* Given information *
— Begin —
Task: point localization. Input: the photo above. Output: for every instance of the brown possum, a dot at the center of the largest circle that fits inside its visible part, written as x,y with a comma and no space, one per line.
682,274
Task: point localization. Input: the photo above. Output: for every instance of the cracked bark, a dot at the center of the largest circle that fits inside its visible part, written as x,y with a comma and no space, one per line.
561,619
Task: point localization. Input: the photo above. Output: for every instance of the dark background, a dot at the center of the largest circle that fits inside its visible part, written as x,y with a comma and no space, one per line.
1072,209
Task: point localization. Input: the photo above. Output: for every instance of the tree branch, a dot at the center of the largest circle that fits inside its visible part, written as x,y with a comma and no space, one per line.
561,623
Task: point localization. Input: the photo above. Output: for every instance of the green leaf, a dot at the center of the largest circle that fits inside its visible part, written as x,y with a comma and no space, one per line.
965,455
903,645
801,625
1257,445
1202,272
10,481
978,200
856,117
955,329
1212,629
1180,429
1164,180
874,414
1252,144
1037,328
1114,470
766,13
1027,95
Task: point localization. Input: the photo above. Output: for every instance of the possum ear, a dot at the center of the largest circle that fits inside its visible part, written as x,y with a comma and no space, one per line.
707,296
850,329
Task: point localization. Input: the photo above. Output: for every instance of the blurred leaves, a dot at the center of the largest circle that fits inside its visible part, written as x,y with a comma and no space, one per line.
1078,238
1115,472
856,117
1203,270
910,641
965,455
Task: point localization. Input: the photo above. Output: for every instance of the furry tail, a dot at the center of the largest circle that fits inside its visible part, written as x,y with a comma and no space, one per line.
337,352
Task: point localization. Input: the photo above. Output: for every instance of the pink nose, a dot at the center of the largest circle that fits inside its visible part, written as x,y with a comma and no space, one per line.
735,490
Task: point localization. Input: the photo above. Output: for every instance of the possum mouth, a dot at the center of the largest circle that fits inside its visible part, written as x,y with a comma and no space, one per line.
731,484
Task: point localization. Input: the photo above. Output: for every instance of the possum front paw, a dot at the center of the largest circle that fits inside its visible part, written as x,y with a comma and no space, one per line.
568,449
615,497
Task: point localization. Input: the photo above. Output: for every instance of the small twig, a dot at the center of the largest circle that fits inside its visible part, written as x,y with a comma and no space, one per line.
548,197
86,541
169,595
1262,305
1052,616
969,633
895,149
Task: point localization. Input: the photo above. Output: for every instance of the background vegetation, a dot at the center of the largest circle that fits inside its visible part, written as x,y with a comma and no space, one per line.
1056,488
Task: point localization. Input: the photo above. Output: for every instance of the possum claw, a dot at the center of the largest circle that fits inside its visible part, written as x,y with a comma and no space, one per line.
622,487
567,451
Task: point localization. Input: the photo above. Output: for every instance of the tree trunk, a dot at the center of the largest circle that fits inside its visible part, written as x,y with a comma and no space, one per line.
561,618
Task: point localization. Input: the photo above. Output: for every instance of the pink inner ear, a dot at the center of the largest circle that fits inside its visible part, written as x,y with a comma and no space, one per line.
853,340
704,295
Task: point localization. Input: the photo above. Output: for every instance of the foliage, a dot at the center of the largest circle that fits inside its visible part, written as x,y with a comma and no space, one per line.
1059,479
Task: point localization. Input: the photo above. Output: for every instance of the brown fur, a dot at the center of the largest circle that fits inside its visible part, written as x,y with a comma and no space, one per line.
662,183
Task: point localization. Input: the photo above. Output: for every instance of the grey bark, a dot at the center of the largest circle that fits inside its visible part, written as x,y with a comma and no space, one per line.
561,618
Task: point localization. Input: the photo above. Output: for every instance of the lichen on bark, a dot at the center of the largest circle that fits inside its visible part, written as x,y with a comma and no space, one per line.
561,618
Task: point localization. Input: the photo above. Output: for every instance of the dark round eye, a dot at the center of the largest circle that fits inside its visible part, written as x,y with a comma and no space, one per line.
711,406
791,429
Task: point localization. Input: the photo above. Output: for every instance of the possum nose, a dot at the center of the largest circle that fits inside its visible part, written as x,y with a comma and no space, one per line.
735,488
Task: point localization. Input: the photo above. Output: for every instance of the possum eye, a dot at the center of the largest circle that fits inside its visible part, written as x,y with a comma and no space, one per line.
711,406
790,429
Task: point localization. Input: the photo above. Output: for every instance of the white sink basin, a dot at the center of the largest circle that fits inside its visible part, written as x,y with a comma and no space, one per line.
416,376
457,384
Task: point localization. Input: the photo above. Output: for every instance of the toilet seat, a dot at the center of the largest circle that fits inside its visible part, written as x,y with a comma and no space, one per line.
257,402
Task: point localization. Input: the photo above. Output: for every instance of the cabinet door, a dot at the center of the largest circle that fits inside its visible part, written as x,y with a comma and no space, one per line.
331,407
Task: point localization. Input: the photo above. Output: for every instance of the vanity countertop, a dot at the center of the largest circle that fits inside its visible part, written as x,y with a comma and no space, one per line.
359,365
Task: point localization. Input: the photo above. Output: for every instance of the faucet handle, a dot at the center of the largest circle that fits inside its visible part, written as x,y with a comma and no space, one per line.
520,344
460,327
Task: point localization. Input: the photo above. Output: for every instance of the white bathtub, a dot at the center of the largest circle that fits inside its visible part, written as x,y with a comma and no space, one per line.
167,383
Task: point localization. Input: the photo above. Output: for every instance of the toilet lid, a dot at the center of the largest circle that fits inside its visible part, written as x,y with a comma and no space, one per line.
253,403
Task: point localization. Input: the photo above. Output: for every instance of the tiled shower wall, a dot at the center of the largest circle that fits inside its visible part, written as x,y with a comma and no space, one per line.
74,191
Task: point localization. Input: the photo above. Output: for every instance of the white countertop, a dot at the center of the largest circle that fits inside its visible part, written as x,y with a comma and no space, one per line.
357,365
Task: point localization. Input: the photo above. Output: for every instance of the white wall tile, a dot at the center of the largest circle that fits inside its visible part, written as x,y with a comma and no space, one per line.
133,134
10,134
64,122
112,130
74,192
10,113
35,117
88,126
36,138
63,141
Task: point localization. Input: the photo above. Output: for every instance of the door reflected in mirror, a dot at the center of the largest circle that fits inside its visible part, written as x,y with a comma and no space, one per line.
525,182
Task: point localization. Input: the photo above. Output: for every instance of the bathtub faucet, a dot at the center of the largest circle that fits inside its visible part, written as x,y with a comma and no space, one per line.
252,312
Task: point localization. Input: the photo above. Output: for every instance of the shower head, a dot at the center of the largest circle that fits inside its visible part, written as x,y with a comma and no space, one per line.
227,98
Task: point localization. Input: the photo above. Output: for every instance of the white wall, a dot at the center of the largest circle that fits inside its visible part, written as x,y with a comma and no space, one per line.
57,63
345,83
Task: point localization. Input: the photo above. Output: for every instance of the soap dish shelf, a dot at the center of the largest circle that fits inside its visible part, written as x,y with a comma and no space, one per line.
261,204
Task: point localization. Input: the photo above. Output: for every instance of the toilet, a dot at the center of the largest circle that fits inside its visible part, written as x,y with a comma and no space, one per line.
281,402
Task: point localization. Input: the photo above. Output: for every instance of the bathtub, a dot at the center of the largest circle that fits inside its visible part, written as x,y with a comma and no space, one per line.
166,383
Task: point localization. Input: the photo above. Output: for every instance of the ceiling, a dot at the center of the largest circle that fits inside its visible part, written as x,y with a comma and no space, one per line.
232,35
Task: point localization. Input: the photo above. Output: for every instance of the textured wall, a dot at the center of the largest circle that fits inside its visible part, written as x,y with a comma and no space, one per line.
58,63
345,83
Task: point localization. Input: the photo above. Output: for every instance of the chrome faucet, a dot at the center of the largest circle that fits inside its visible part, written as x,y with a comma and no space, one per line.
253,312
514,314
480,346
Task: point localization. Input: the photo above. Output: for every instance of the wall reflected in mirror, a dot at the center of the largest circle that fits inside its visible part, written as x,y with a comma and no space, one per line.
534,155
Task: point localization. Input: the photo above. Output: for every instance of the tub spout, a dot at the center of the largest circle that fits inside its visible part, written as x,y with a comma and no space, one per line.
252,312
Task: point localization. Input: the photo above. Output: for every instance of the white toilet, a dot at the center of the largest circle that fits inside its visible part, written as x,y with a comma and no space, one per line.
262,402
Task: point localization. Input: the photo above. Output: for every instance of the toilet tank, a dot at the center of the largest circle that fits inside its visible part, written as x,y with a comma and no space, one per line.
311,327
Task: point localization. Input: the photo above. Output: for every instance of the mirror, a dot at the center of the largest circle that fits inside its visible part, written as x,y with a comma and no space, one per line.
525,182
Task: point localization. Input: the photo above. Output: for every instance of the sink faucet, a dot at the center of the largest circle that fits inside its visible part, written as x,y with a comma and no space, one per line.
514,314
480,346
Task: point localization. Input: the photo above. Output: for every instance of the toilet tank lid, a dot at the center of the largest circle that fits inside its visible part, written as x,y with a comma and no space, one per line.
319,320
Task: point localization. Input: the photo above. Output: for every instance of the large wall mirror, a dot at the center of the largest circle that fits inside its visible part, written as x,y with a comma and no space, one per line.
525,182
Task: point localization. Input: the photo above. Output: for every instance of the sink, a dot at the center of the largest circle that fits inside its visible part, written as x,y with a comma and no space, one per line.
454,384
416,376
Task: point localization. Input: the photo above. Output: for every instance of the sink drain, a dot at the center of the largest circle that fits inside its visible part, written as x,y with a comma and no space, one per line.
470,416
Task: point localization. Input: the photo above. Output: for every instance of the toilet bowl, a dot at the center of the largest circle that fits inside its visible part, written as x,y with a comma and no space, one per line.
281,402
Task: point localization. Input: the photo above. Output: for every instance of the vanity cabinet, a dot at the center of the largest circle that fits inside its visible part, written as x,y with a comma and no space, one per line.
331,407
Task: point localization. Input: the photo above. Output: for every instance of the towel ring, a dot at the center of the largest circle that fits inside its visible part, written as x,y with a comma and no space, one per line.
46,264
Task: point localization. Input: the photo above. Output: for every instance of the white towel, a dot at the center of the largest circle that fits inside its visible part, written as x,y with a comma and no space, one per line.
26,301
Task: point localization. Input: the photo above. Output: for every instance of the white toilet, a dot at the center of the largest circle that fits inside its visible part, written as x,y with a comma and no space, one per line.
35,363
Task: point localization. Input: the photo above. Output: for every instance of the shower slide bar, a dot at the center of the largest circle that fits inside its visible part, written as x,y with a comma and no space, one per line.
— End —
* What you need to do *
All lines from the one that contains "the sink, a" through the end of the material are to be quoted exactly, with both ends included.

* Task result *
Task: point localization. Input: the photo above. Output: for every instance of the sink, a dot at the center of the largest circle that fits inside its visible part, written as x,y with a comma and no space, one per line.
454,384
416,376
Task: point localization. Input: the photo above. Output: for every instance of the sink drain, a dot at the center of the largest circle that fits inside its visible part, written as x,y with a comma and no space, one per line.
470,416
Task: point localization. Input: the photo above. Output: for every instance of the toilet bowl, a dot at the center of the largest circle that fits inside its visible part, written as x,y with a comma and no space, one per line.
281,402
Task: point localization. Input: the photo above. Output: for every instance of the vanity cabinet, a dot at the center of the largest circle that fits inside its visible part, written as x,y with a comma and no space, one per line.
331,407
Task: point localization. Input: the photo above. Output: for every instance of the towel ring, a dot at the center of the largest circle that fits inside its visible part, written as x,y with a comma and no space, one per line.
46,264
Task: point localization. Input: the photo above. Output: for every instance of the white towel, a dot at the center of the largest circle that fits inside its visible part, written as x,y with a comma and no space, one per line.
26,301
Task: point localization. Input: the photo above. Output: for every instance of the white toilet, a dot at the center of the largest circle that fits inside its visible part, written as x,y with a comma and no space, one per line.
35,363
Task: point localization. Input: the photo above. Output: for every instance of the shower slide bar, a dot at the center of the largest circle that fits inside its visible part, written as x,y with a comma and no space, one per line.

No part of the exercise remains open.